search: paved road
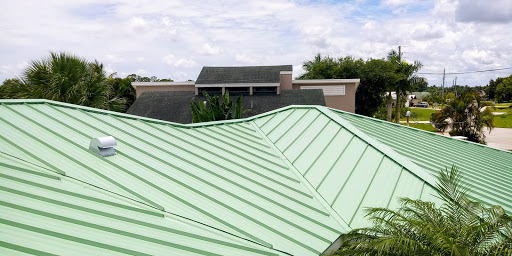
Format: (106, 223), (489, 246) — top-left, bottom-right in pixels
(398, 121), (512, 151)
(484, 128), (512, 151)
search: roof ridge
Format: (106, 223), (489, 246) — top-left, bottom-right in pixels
(0, 100), (319, 129)
(316, 106), (439, 188)
(329, 107), (512, 155)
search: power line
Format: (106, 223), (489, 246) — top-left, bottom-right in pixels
(418, 67), (512, 75)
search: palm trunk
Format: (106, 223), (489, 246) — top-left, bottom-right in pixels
(386, 92), (393, 122)
(394, 90), (400, 123)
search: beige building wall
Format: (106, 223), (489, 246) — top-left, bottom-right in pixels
(133, 82), (195, 97)
(280, 71), (293, 90)
(292, 80), (359, 113)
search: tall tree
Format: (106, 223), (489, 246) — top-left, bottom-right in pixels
(298, 54), (396, 117)
(496, 75), (512, 103)
(431, 92), (494, 144)
(336, 165), (512, 255)
(0, 52), (126, 111)
(387, 50), (423, 123)
(487, 77), (503, 100)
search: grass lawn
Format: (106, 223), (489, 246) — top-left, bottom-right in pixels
(403, 123), (437, 132)
(490, 107), (512, 128)
(400, 108), (438, 121)
(495, 103), (512, 107)
(493, 113), (512, 128)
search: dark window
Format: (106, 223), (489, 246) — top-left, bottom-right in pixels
(200, 87), (222, 95)
(225, 87), (250, 95)
(253, 87), (277, 94)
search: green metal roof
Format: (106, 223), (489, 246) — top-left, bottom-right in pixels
(0, 153), (281, 256)
(332, 109), (512, 214)
(0, 99), (510, 255)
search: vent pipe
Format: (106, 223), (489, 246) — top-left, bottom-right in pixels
(89, 136), (117, 157)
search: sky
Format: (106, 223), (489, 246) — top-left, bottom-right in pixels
(1, 0), (511, 87)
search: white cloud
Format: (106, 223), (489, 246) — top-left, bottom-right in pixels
(456, 0), (512, 23)
(0, 0), (511, 87)
(162, 54), (197, 68)
(136, 68), (148, 75)
(235, 54), (259, 65)
(199, 43), (221, 56)
(382, 0), (417, 6)
(128, 17), (149, 33)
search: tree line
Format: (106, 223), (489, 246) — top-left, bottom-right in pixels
(0, 52), (174, 112)
(298, 52), (425, 122)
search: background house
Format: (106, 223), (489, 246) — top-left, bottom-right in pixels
(130, 65), (360, 122)
(127, 89), (326, 124)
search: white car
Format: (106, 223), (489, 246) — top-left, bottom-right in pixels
(416, 102), (429, 108)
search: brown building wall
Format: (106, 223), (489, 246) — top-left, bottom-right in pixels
(135, 85), (195, 97)
(280, 73), (293, 90)
(292, 82), (357, 113)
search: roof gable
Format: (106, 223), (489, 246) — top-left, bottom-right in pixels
(196, 65), (292, 84)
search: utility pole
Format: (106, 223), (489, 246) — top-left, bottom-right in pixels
(454, 77), (457, 97)
(394, 46), (403, 124)
(441, 68), (446, 98)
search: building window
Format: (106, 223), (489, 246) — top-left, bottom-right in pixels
(225, 87), (250, 95)
(300, 85), (345, 96)
(253, 87), (277, 94)
(200, 87), (222, 95)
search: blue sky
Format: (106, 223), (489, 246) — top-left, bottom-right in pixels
(1, 0), (511, 86)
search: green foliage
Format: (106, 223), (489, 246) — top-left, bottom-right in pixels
(496, 75), (512, 103)
(387, 50), (424, 123)
(190, 90), (245, 123)
(126, 74), (173, 82)
(424, 86), (446, 105)
(106, 73), (136, 111)
(431, 93), (494, 144)
(0, 52), (126, 111)
(298, 54), (399, 116)
(487, 77), (504, 100)
(335, 166), (512, 256)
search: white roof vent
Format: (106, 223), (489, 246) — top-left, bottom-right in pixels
(89, 136), (117, 157)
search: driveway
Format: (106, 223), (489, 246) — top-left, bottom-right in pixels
(485, 128), (512, 151)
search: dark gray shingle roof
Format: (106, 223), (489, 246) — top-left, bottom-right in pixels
(127, 89), (325, 123)
(195, 65), (293, 84)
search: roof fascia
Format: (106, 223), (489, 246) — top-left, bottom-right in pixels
(292, 79), (360, 84)
(195, 83), (279, 88)
(132, 82), (195, 88)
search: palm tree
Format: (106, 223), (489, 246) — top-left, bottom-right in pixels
(431, 92), (494, 144)
(9, 52), (125, 111)
(190, 90), (244, 123)
(335, 166), (512, 255)
(387, 50), (423, 123)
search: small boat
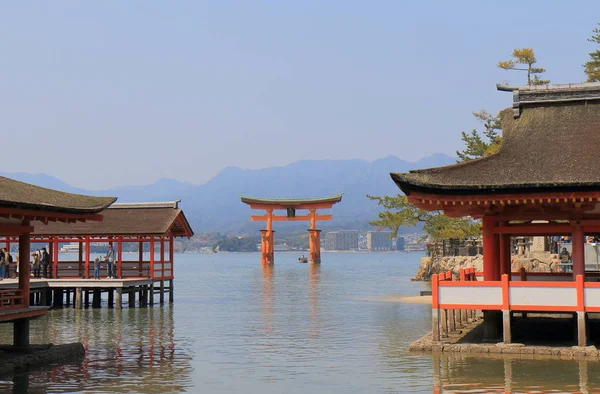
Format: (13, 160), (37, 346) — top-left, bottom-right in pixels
(298, 256), (308, 263)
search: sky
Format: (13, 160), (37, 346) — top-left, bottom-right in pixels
(1, 1), (599, 189)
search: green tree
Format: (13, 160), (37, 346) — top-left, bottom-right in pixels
(498, 48), (550, 86)
(367, 195), (480, 242)
(456, 110), (502, 162)
(584, 23), (600, 82)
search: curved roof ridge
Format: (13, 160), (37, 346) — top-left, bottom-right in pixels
(0, 176), (116, 214)
(110, 201), (181, 209)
########
TASK. Write out the whole listing exactly, and drop the pictures.

SOLUTION TO THE PROBLEM.
search: paved road
Format: (106, 223), (489, 246) — top-left, bottom-right in pixels
(398, 121), (512, 151)
(484, 128), (512, 151)
search: roof ridge
Format: (106, 223), (489, 246) — top-left, bottom-right in pixels
(0, 100), (319, 129)
(316, 106), (439, 188)
(329, 107), (512, 155)
search: power line
Format: (106, 223), (489, 246) — top-left, bottom-right in pixels
(418, 67), (512, 75)
search: palm trunk
Format: (106, 223), (489, 246) — top-left, bottom-right in pixels
(386, 92), (393, 122)
(394, 90), (400, 123)
search: beige building wall
Format: (106, 223), (489, 246) — top-left, bottom-right in pixels
(133, 82), (195, 97)
(280, 71), (293, 90)
(292, 80), (359, 113)
search: tall tree
Format: (106, 223), (489, 246) — top-left, bottom-right in pixels
(298, 54), (396, 117)
(496, 75), (512, 103)
(431, 92), (494, 144)
(336, 165), (512, 255)
(0, 52), (126, 111)
(387, 50), (423, 123)
(487, 77), (503, 100)
search: grass lawn
Format: (106, 223), (489, 246) — top-left, bottom-right in pixels
(403, 123), (437, 132)
(490, 107), (512, 128)
(400, 108), (438, 121)
(495, 103), (512, 107)
(493, 113), (512, 128)
search: dark window
Format: (106, 223), (489, 246) — top-left, bottom-right in pixels
(200, 87), (222, 95)
(225, 87), (250, 95)
(253, 87), (277, 94)
search: green metal roof
Format: (106, 223), (489, 246) — top-left, bottom-right in pixels
(0, 153), (281, 256)
(332, 109), (512, 214)
(0, 99), (510, 255)
search: vent pipe
Format: (106, 223), (489, 246) — top-left, bottom-right in pixels
(89, 136), (117, 157)
search: sky
Format: (106, 223), (489, 246) — top-left, bottom-right in pixels
(1, 0), (511, 87)
search: white cloud
Format: (106, 223), (489, 246) — top-left, bottom-right in pixels
(456, 0), (512, 23)
(0, 0), (511, 87)
(162, 54), (197, 68)
(136, 68), (148, 75)
(235, 54), (259, 65)
(199, 43), (221, 56)
(382, 0), (417, 6)
(128, 17), (149, 33)
search: tree line
Format: (106, 223), (489, 246) — top-left, bottom-right in pixels
(0, 52), (174, 112)
(298, 52), (425, 122)
search: background house
Format: (106, 223), (489, 246) — top-left, bottom-right in pixels
(130, 65), (360, 122)
(127, 89), (326, 124)
search: white car
Format: (106, 223), (489, 246) — top-left, bottom-right in pixels
(416, 102), (429, 108)
search: brown building wall
Format: (106, 223), (489, 246) — top-left, bottom-right in pixels
(135, 85), (195, 97)
(280, 73), (293, 90)
(292, 82), (357, 113)
search: roof gable
Format: (106, 223), (489, 246) — top-left, bottom-right in pixels
(196, 65), (292, 84)
search: utility pole
Format: (106, 223), (489, 246) — top-left, bottom-right in pixels
(454, 77), (457, 97)
(394, 46), (403, 124)
(441, 68), (446, 98)
search: building window
Format: (106, 223), (489, 246) — top-left, bottom-right in pixels
(225, 87), (250, 95)
(300, 85), (345, 96)
(253, 87), (277, 94)
(200, 87), (222, 95)
search: blue sky
Format: (106, 223), (489, 246) — top-left, bottom-right in pixels
(1, 0), (511, 86)
search: green foliage
Format: (106, 223), (489, 246) — top-left, bottom-right in pixels
(496, 75), (512, 103)
(387, 50), (424, 123)
(190, 90), (245, 123)
(126, 74), (173, 82)
(424, 86), (446, 105)
(106, 73), (136, 111)
(431, 93), (494, 144)
(0, 52), (126, 111)
(298, 54), (399, 116)
(487, 77), (504, 100)
(335, 166), (512, 256)
search: white roof vent
Format: (106, 223), (489, 246) — top-left, bottom-right in pixels
(89, 136), (117, 157)
search: driveway
Format: (106, 223), (489, 246) — top-left, bottom-right in pixels
(485, 128), (512, 151)
search: dark gray shingle roof
Format: (106, 223), (489, 246) — top-left, bottom-right in pixels
(127, 89), (325, 123)
(195, 65), (293, 84)
search: roof fascia
Format: (106, 223), (489, 246) — top-left, bottom-right in pixels
(292, 79), (360, 84)
(195, 83), (279, 88)
(132, 82), (195, 88)
search: palm tree
Format: (106, 223), (489, 246) — top-left, bottom-right in pixels
(431, 92), (494, 144)
(9, 52), (125, 111)
(190, 90), (244, 123)
(335, 166), (512, 255)
(387, 50), (423, 123)
search: small boat
Format: (13, 160), (37, 346) — top-left, bottom-right in pixels
(298, 256), (308, 263)
search: sky
Format: (13, 160), (37, 346) — top-left, bottom-right in pixels
(1, 1), (599, 189)
search: green tree
Format: (13, 160), (37, 346) — top-left, bottom-right in pixels
(498, 48), (550, 86)
(367, 195), (480, 242)
(456, 110), (502, 162)
(584, 23), (600, 82)
search: curved roof ridge
Format: (13, 160), (37, 346) — top-left, bottom-right in pixels
(0, 176), (116, 214)
(110, 201), (181, 209)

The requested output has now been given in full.